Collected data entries
◆ ◆ ◆ ◆ ◆
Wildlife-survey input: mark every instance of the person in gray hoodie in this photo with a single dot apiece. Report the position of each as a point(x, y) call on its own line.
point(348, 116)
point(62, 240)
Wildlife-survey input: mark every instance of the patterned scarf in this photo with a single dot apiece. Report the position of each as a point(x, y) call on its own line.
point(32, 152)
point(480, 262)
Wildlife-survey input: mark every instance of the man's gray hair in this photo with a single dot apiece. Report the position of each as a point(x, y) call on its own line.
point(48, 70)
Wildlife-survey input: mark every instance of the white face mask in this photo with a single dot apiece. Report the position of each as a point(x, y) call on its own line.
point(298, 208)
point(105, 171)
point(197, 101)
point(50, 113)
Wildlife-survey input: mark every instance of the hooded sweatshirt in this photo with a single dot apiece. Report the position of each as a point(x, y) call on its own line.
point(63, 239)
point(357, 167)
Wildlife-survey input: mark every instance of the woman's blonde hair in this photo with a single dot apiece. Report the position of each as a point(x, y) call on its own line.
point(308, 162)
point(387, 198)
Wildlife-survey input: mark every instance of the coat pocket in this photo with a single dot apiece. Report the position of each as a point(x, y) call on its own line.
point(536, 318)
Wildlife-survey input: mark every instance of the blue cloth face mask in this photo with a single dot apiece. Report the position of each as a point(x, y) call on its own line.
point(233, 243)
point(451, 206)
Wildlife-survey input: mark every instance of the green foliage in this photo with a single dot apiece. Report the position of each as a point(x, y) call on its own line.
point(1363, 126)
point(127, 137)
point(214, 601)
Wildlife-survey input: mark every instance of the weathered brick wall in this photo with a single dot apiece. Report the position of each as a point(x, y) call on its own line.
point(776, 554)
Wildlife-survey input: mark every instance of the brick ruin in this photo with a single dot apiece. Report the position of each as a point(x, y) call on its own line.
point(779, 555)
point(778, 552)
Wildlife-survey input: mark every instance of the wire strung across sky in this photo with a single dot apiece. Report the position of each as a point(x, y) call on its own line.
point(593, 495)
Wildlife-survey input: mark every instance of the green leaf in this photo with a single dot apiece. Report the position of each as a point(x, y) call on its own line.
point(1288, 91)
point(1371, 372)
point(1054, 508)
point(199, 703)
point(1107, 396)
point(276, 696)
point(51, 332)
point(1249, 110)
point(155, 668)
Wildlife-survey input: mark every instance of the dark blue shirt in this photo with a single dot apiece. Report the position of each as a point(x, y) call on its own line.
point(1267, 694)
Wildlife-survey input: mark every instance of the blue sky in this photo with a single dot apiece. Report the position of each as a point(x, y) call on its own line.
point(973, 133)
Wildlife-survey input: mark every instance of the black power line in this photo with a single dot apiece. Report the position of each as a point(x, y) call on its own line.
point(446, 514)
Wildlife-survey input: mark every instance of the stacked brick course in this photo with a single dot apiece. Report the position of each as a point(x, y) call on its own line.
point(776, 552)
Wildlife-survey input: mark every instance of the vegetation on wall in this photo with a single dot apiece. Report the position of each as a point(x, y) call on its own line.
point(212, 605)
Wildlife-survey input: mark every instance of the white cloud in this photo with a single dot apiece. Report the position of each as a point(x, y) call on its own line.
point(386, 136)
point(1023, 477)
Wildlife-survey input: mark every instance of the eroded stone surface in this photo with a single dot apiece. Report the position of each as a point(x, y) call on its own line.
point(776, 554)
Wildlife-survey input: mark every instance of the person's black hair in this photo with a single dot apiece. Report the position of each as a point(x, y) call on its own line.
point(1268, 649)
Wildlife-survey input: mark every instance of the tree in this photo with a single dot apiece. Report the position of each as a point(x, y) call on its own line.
◆ ◆ ◆ ◆ ◆
_TRY IT_
Transcribe the entries above, every line exactly as it reads.

_WRITTEN SOLUTION_
Wildlife-survey input: mark every instance of the person in gray hoodie in this photo with a single dot apiece. Report the position of each as a point(x, y) call on its own line.
point(348, 116)
point(62, 240)
Wildlife-survey input: mark every instance of the patterned scarf in this photo with a single dot apiece. Report the position of each as a point(x, y) call on its own line.
point(32, 152)
point(480, 262)
Wildlife-survey input: mark every instance of the man's gray hair in this photo with a single dot apiece. Report the position of each as a point(x, y) call on its own line.
point(48, 70)
Wildlife-survey input: mark every instance of the white face mask in this photo with a single dot apiece. Report the position of each as a point(x, y) call on its own line.
point(298, 208)
point(105, 171)
point(197, 101)
point(50, 113)
Wildlife-survey input: mark every instance of the hooded sweatshirt in this photo with a single dot apiece. Report the position of each as a point(x, y) call on its own line.
point(63, 239)
point(357, 167)
Wildlife-survey input: mark every instance of the woman's blonde hair in this photo with a single dot apiece. Report the position of each as a point(x, y) call on its own line.
point(308, 162)
point(387, 198)
Wildlife-survey input: mark every instance of the coat pocket in this photo with a single dot apiece. Report the position of each as a point(x, y) call on its own line.
point(536, 318)
Wildlife-survey input: mark every instance of the blue cloth face mask in this photo with a single dot apiece. Report the position of each as a point(x, y) call on its own line.
point(233, 243)
point(451, 206)
Wildlife-survey input: mark every instance of the green foliage in this photo with a single dot apiece. Report the position of each as a point(x, y) call on its own line.
point(1363, 126)
point(127, 137)
point(214, 601)
Wildlife-survey input: mark every instance of the weathered brick wall in this photo with a single dot apiece. Report the position of each as a point(x, y) call on its own line.
point(776, 554)
Wildlife-survey input: mark every instance of the brick ruin in this photo with a single dot apiece. Report the position of each as a point(x, y) call on its own line.
point(779, 555)
point(778, 552)
Wildlife-survey input: mark every instance of the wire strung across sky in this photo with a single dot apiece. Report the position of each as a point(x, y) call on its own line.
point(593, 495)
Wildlife-survey input: mark every instance of the green leaf in this photo with a single dot apiece. Report the position of each as a point(x, y) call on its own line.
point(1288, 91)
point(1371, 372)
point(1054, 508)
point(199, 703)
point(1107, 396)
point(276, 696)
point(51, 332)
point(1249, 110)
point(155, 668)
Wildlife-survey input: mark every instance of the dark blue shirt in this photo with a single dot apiece. Report the position of each as a point(x, y) call on its own line.
point(1267, 694)
Wildlife-survey input: mark every instance of the blue sky in this photo with a single dot apiece. Report the position of each as a point(x, y) call on its own line.
point(973, 133)
Wildlife-survey input: mark every instance of the black power line in this photo with a single dot apiece. Report the position of each as a point(x, y) call on its own line.
point(446, 514)
Wildlife-survey input: mark every instance of the stacked brick course in this photo with a single dot apiece. Report the position of each as a point(x, y) call on its own line.
point(776, 552)
Wildlife-survey input: mark every instance of the vegetation on wall in this photo with a single dot apiece. Report the position of each as a point(x, y) call on its own line.
point(212, 605)
Wildlife-survey input: mark every instance of the white cloud in this photo with a single dot apiece. Report the position of each as a point(x, y) call on its own line.
point(386, 136)
point(1023, 477)
Wildlife-survey input: mark every instance of the eroded stone surface in this photo with a single dot apiece. Report the position of each as a point(x, y) call on its own line.
point(776, 554)
Wildlife-survey input: mark every instance of the person's black hair in this photo with a single dot apiece. Report the position of each as a point(x, y) call on its own line.
point(1268, 649)
Wildlife-survey input: mark every instance of the tree in this photo with a single dot apiece. Report the position of each as a point(x, y) call on its own line.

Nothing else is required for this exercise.